**Given problem**. From the items below, pull out each line that has the word "shirt" in it, and copy those lines out unchanged.

**Excerpted data**.
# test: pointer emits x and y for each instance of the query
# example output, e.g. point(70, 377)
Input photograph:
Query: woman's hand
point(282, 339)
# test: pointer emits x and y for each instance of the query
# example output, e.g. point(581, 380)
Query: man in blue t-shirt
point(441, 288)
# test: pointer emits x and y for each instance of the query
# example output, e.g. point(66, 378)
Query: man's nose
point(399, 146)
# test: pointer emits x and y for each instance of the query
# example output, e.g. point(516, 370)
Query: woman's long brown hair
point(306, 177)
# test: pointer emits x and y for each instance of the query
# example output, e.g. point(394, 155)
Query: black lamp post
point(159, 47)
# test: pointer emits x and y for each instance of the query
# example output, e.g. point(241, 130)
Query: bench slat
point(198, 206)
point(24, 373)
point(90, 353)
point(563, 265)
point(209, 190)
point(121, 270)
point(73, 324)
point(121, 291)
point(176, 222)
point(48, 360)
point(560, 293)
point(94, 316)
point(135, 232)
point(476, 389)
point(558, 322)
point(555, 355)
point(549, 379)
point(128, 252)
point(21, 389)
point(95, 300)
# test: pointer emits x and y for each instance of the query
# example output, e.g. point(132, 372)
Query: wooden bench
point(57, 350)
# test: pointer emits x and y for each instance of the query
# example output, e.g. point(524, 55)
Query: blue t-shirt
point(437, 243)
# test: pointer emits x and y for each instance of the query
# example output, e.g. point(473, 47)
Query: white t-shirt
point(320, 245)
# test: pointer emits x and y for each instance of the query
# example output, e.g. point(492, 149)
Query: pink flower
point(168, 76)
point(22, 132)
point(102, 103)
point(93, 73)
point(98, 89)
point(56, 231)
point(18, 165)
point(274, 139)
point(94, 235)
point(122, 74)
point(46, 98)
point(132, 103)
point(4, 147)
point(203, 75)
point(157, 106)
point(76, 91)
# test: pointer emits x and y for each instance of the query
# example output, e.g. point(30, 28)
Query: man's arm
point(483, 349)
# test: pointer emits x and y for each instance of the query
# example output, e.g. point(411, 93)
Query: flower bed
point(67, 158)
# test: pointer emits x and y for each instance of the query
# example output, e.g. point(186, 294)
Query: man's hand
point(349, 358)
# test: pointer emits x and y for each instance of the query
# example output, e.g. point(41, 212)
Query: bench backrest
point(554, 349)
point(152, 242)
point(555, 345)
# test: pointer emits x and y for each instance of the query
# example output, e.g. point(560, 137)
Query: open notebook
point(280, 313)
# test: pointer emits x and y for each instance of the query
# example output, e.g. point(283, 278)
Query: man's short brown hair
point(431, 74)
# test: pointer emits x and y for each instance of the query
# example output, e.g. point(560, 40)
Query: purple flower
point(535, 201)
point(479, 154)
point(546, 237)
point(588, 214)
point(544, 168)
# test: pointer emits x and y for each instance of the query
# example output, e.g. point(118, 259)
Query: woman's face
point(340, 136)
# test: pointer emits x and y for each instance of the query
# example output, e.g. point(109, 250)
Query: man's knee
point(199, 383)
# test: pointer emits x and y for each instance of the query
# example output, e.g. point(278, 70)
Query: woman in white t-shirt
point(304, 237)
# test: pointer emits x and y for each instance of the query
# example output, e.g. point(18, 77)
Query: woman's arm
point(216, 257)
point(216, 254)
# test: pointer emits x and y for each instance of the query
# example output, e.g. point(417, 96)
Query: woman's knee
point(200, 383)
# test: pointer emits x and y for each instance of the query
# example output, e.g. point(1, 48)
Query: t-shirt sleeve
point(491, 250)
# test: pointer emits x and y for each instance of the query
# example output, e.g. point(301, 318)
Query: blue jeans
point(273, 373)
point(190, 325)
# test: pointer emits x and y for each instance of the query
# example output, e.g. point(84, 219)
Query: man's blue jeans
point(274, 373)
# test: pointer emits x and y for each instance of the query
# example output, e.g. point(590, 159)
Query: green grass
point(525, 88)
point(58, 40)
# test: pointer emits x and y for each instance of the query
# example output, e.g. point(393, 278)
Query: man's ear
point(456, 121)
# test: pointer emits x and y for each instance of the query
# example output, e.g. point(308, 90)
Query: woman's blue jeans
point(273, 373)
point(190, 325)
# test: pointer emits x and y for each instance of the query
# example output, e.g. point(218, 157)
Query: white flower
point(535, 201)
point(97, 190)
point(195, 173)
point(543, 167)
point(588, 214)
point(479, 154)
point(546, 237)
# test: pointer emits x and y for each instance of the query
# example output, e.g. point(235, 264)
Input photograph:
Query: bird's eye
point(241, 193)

**Solution below**.
Query: man in blue t-shirt
Query: blue t-shirt
Query: white t-shirt
Query: woman in white t-shirt
Query: t-shirt sleeve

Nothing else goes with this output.